Photo-based referring expression data
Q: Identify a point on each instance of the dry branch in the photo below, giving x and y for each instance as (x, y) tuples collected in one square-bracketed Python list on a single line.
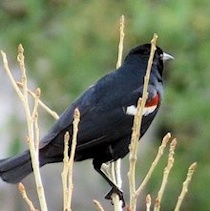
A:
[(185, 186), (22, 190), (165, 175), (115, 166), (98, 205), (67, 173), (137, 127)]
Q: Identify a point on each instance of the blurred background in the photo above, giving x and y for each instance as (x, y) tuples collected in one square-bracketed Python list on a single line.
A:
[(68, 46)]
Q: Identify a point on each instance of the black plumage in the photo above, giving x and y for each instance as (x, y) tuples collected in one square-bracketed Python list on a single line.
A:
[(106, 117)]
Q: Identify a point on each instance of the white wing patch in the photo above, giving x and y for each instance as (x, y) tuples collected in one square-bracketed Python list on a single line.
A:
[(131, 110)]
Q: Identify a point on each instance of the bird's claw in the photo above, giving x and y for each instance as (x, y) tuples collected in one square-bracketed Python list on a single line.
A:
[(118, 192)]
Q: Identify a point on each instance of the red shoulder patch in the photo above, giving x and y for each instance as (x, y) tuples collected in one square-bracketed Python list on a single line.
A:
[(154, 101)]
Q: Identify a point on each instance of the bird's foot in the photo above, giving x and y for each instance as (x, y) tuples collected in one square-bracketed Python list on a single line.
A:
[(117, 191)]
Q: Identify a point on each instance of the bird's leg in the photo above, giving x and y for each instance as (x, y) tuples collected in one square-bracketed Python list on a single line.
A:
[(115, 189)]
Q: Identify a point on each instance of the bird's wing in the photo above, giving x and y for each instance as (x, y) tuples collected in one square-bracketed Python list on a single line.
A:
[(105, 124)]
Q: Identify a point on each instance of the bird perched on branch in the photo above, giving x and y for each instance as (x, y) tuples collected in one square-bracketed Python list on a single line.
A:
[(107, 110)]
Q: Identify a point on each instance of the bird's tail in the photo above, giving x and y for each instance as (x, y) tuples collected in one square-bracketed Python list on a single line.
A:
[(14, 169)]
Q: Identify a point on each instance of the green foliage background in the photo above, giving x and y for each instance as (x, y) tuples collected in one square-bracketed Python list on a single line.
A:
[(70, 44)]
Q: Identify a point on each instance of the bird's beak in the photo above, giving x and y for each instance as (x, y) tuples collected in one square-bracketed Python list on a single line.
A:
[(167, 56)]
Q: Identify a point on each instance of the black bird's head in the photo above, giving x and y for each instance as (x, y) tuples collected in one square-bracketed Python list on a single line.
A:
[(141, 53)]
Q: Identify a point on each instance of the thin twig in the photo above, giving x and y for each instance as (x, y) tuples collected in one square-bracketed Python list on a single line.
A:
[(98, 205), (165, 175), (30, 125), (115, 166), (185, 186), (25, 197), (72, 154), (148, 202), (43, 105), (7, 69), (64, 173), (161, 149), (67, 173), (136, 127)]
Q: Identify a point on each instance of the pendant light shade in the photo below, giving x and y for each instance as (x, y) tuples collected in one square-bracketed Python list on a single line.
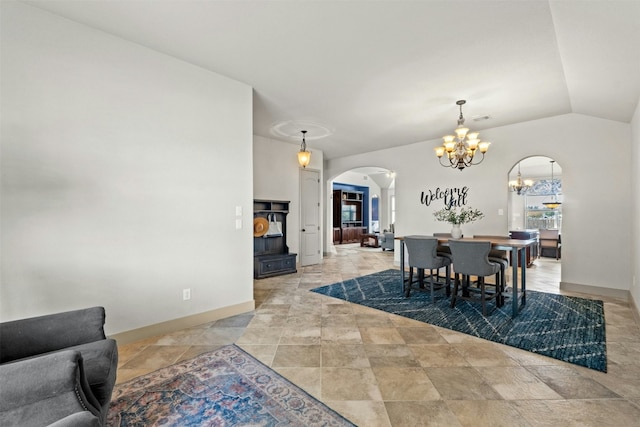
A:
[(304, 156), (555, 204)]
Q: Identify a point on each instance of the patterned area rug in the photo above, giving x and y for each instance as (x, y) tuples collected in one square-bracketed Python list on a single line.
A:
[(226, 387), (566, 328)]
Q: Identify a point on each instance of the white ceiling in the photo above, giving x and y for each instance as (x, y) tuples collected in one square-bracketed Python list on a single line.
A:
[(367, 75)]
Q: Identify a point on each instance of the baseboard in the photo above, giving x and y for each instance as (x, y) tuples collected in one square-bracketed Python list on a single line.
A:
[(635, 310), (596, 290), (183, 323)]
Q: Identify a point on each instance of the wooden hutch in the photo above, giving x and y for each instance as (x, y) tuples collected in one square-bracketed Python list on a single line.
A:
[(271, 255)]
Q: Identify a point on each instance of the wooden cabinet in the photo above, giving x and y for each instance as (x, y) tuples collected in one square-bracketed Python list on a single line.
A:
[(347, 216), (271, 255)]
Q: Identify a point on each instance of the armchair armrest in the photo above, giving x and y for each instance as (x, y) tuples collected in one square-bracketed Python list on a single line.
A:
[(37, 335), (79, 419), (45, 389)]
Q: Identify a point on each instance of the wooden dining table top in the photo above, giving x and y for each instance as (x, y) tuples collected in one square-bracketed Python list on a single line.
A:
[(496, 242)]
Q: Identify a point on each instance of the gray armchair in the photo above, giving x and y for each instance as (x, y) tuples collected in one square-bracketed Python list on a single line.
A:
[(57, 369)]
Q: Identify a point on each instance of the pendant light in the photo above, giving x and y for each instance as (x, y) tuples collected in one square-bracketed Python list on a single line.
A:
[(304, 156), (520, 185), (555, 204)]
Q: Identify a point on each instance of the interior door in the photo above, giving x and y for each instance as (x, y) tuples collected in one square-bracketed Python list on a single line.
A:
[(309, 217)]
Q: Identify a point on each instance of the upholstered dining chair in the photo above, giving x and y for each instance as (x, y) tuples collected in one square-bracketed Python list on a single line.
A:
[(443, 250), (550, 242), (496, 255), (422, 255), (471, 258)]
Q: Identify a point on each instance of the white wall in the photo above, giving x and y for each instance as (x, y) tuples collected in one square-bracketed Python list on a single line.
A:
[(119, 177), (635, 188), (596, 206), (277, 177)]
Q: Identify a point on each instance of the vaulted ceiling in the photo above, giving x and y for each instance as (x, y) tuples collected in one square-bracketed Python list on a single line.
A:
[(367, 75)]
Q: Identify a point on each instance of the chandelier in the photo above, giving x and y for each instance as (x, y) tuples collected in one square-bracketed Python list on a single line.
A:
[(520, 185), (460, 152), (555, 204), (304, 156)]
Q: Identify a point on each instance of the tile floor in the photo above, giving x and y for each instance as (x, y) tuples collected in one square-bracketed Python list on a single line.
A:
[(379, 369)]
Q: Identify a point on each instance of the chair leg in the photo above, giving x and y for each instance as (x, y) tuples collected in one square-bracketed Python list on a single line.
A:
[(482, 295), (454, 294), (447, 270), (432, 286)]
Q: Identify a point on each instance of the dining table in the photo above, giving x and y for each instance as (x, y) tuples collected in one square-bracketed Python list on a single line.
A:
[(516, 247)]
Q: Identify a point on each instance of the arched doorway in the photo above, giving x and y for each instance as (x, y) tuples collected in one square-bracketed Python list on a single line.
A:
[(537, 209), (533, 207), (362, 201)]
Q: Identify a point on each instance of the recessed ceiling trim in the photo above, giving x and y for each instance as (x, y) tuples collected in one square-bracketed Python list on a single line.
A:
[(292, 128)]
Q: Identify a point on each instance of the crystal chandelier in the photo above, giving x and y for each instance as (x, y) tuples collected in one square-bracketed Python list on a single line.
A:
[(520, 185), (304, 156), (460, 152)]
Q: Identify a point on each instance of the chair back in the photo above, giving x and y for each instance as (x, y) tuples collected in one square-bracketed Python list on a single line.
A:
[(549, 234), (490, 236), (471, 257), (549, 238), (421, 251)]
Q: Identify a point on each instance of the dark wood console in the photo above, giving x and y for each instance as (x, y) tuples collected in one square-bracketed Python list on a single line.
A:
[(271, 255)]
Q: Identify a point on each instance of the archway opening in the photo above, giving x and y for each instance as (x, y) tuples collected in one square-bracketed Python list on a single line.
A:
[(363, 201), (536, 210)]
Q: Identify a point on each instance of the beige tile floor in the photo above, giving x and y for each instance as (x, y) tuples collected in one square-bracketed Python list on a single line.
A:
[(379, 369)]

TASK OBJECTIVE: Beginning with the line above that contains "Q: Identify a point on each instance of the interior", copy each line exactly up to and including the line that contains "Q: Identify a point on each instance of the white wall", and go no further.

YOUR SOLUTION:
Q: Identify a point on each instance of the interior door in the photo above, giving x and y for each instance as (x, y) tuples collected in one square-bracketed Python list on a single line.
A:
[(309, 217)]
Q: Identify a point on each instance of the upholstered dining chair in the photo above, giving x and y for each instance as (x, y) tuples collected in one square-bracketed Python list on a single line.
A:
[(443, 250), (550, 242), (496, 255), (422, 255), (471, 258)]
Q: Identify a point on each instance of the white wall in the photo above, giving x and y for each instance as (x, y) tuples collected in one square-bracketed Python list on a single line.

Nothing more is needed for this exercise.